(Entries for pointing at named objects)
-.-.-

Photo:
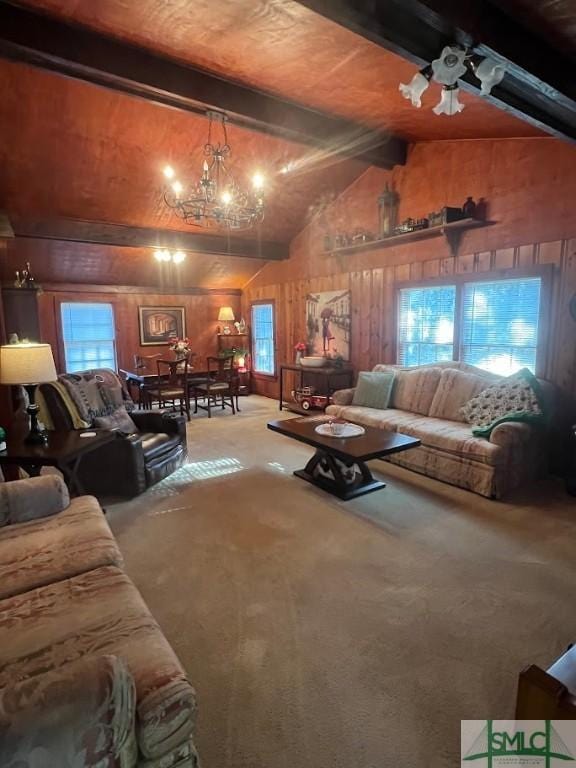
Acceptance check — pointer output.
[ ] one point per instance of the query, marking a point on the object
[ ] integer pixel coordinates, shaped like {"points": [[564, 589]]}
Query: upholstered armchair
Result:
{"points": [[87, 677], [150, 448]]}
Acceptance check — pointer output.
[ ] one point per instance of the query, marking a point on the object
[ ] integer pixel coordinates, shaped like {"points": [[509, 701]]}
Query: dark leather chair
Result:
{"points": [[132, 463]]}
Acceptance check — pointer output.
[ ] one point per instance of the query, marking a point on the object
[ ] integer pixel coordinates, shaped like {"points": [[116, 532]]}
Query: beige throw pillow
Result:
{"points": [[455, 389], [414, 389]]}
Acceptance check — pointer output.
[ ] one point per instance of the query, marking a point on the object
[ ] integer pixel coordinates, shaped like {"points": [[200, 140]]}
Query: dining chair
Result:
{"points": [[222, 384], [145, 364], [172, 385]]}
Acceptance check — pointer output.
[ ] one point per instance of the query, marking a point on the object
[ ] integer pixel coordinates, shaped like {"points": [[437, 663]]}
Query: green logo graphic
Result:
{"points": [[545, 744]]}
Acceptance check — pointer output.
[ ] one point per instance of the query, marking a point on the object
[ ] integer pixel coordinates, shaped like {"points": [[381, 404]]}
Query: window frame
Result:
{"points": [[61, 342], [257, 374], [544, 271]]}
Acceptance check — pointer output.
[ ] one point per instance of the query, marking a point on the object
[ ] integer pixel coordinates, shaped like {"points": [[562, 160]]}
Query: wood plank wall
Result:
{"points": [[201, 319], [373, 299]]}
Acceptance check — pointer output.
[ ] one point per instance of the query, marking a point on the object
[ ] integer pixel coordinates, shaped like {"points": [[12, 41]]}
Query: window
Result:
{"points": [[426, 324], [88, 335], [492, 324], [500, 325], [263, 339]]}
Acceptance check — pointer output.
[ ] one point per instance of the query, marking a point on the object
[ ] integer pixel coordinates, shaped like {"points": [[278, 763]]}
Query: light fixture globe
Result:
{"points": [[414, 90], [449, 104], [216, 201], [450, 66]]}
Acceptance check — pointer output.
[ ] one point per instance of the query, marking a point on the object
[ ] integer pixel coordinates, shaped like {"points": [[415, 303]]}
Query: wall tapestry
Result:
{"points": [[328, 323], [161, 325]]}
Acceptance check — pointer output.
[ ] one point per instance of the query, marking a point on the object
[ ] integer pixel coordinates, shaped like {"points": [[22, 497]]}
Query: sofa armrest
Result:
{"points": [[159, 421], [511, 434], [343, 396], [82, 713], [36, 497]]}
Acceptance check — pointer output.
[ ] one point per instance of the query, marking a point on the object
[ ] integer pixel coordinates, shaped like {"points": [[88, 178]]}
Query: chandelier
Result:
{"points": [[215, 200], [447, 69]]}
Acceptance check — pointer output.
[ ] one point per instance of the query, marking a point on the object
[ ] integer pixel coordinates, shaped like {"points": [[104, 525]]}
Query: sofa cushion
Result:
{"points": [[448, 436], [57, 547], [373, 389], [515, 398], [414, 389], [81, 714], [454, 390], [99, 613]]}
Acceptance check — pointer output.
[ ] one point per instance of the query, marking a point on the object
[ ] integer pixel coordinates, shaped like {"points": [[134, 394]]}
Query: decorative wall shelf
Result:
{"points": [[452, 232]]}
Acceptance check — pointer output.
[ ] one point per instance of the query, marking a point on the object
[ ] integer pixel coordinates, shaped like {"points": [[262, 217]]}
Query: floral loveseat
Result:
{"points": [[425, 403], [87, 679]]}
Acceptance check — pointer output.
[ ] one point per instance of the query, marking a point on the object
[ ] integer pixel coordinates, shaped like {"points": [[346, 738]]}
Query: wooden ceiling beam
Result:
{"points": [[539, 85], [39, 40], [106, 233], [6, 230]]}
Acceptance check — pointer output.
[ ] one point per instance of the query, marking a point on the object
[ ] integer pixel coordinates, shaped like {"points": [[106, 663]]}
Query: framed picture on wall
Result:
{"points": [[160, 325], [328, 323]]}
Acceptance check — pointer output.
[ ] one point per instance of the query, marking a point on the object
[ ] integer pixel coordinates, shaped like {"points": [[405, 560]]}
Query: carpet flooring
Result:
{"points": [[328, 634]]}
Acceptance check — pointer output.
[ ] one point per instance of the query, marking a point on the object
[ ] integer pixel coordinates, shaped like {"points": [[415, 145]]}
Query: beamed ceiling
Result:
{"points": [[70, 149]]}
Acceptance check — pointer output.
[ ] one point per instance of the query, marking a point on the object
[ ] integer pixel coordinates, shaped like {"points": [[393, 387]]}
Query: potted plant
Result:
{"points": [[300, 349], [180, 347]]}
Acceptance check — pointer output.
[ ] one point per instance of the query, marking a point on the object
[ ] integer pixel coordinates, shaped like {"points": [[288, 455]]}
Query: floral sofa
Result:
{"points": [[87, 679], [425, 403], [151, 444]]}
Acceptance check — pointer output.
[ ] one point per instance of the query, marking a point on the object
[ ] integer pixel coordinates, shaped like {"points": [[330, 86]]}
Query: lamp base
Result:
{"points": [[36, 435]]}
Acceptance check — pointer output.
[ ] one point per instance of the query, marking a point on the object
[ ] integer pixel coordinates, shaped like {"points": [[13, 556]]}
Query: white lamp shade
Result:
{"points": [[26, 364], [226, 315]]}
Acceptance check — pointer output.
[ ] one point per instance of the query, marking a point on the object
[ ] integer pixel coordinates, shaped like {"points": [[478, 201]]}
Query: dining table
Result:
{"points": [[145, 380]]}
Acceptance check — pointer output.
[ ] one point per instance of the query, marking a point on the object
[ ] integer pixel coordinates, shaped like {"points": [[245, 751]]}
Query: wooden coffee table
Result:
{"points": [[339, 464]]}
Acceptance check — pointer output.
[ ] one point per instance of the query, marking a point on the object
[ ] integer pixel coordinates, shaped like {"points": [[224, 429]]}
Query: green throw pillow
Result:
{"points": [[516, 398], [373, 389]]}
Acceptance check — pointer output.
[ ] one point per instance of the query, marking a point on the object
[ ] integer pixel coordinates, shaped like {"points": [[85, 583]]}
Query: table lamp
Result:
{"points": [[28, 365], [226, 315]]}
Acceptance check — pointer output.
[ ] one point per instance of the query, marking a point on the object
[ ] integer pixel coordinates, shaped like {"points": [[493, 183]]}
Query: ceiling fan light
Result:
{"points": [[449, 66], [490, 73], [414, 90], [449, 104]]}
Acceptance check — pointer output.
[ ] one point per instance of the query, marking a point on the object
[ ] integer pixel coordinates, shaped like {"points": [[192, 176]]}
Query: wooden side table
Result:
{"points": [[64, 450]]}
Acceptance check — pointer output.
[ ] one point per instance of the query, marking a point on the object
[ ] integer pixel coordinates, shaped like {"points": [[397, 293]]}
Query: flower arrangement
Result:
{"points": [[180, 346]]}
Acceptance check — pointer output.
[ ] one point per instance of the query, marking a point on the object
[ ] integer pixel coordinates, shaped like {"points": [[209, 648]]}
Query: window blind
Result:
{"points": [[426, 324], [89, 336], [500, 324], [263, 339]]}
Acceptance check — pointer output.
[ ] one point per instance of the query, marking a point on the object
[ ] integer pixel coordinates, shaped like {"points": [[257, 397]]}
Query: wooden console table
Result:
{"points": [[328, 377], [63, 450]]}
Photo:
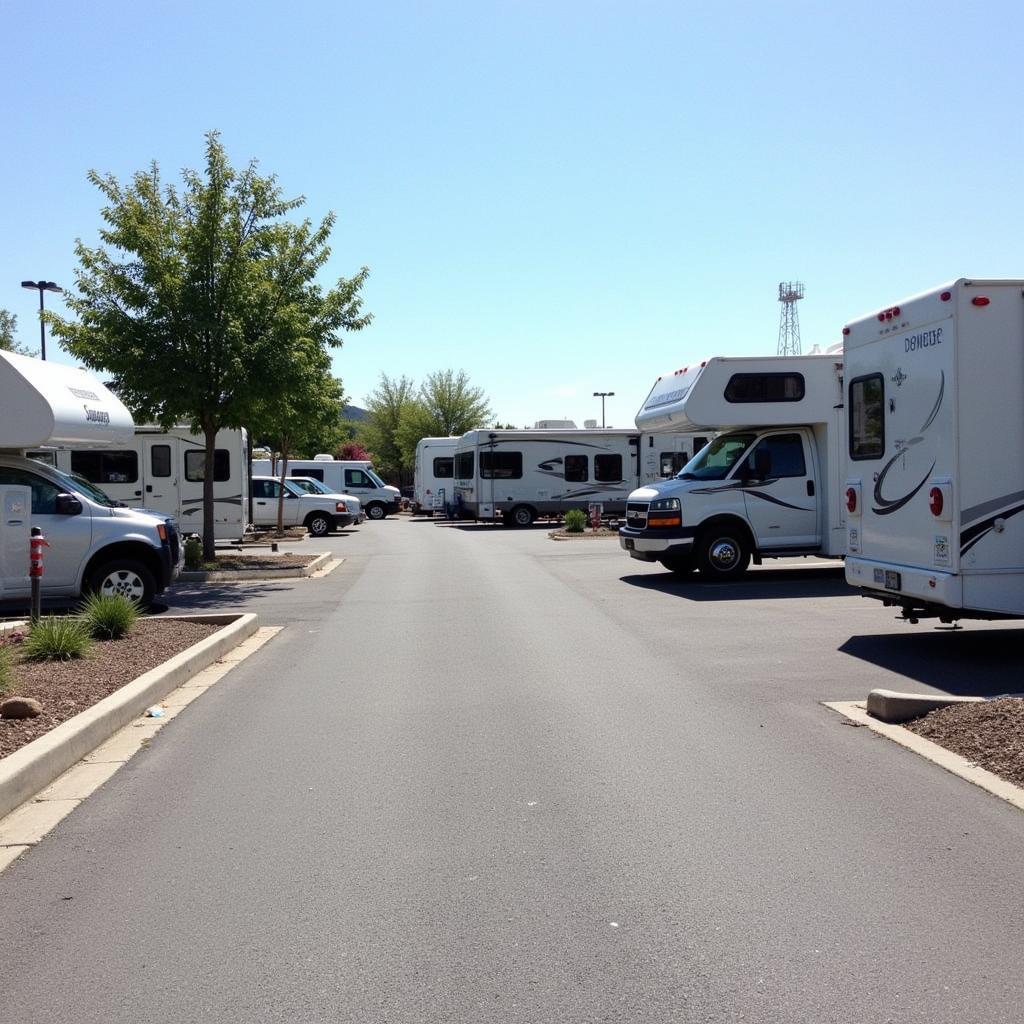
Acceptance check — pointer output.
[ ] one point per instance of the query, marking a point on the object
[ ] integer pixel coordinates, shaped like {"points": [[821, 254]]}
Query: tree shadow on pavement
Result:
{"points": [[965, 663]]}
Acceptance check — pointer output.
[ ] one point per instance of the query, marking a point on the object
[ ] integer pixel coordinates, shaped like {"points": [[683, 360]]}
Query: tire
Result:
{"points": [[320, 523], [723, 553], [522, 515], [130, 579]]}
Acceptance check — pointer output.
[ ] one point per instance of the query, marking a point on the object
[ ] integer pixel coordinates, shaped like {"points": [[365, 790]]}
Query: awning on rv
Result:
{"points": [[50, 403]]}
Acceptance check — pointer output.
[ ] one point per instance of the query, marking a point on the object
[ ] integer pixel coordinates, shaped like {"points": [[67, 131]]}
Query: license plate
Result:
{"points": [[888, 579]]}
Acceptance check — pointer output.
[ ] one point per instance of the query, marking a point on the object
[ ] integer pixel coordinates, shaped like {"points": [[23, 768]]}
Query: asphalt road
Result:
{"points": [[482, 776]]}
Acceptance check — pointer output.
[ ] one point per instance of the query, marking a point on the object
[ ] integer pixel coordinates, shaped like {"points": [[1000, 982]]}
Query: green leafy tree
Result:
{"points": [[197, 290]]}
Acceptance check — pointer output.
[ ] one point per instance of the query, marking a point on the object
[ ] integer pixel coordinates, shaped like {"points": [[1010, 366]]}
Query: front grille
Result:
{"points": [[636, 514]]}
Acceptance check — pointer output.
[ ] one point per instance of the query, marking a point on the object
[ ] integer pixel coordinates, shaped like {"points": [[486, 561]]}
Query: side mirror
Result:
{"points": [[68, 505]]}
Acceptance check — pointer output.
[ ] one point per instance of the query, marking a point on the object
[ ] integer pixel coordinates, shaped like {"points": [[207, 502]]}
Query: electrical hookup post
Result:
{"points": [[37, 544]]}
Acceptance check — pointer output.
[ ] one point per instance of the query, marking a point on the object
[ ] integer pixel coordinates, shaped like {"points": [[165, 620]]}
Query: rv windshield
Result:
{"points": [[714, 461]]}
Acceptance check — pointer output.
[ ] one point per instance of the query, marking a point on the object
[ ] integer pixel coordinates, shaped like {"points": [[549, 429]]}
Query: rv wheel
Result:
{"points": [[722, 553]]}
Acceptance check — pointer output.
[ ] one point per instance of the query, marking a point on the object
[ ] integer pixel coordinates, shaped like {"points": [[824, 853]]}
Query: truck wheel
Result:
{"points": [[129, 579], [722, 553], [318, 523]]}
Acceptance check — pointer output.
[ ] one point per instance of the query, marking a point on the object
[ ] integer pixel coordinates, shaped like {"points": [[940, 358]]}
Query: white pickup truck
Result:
{"points": [[318, 513]]}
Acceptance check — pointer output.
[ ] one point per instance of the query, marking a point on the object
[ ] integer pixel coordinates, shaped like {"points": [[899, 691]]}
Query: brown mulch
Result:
{"points": [[989, 734], [65, 688]]}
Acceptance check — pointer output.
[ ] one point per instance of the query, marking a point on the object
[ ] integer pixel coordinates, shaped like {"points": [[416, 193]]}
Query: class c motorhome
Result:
{"points": [[935, 491], [770, 485]]}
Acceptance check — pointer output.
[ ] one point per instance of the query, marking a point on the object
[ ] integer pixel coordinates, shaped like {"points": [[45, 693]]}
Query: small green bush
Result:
{"points": [[56, 638], [576, 519], [194, 554], [109, 616]]}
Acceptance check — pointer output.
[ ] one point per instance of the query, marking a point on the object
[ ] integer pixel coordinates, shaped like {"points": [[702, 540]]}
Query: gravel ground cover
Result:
{"points": [[989, 734], [65, 688]]}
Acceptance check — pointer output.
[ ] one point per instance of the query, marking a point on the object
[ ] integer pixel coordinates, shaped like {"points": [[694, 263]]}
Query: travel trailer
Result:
{"points": [[433, 472], [93, 543], [770, 485], [520, 475], [935, 492], [163, 471], [355, 477]]}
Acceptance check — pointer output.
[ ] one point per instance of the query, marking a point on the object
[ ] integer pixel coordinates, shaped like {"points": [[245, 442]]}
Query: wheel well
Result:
{"points": [[129, 550]]}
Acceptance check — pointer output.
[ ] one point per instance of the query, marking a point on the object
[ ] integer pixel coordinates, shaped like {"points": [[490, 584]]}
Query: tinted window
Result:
{"points": [[160, 460], [105, 467], [765, 387], [501, 465], [196, 465], [577, 468], [608, 467], [867, 423]]}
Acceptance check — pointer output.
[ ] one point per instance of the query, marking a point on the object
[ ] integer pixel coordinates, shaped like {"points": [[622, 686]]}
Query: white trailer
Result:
{"points": [[936, 478], [522, 474], [163, 471], [433, 472], [769, 486]]}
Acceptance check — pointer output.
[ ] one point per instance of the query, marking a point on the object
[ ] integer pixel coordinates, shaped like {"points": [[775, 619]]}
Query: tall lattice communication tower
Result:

-.-.-

■ **Task details**:
Return every line of the entries above that contains the string "table", treating uppercase and lowercase as different.

■ **Response**:
Query: dining table
Query: wooden coffee table
Query: table lamp
Query: wooden side table
Query: wooden console table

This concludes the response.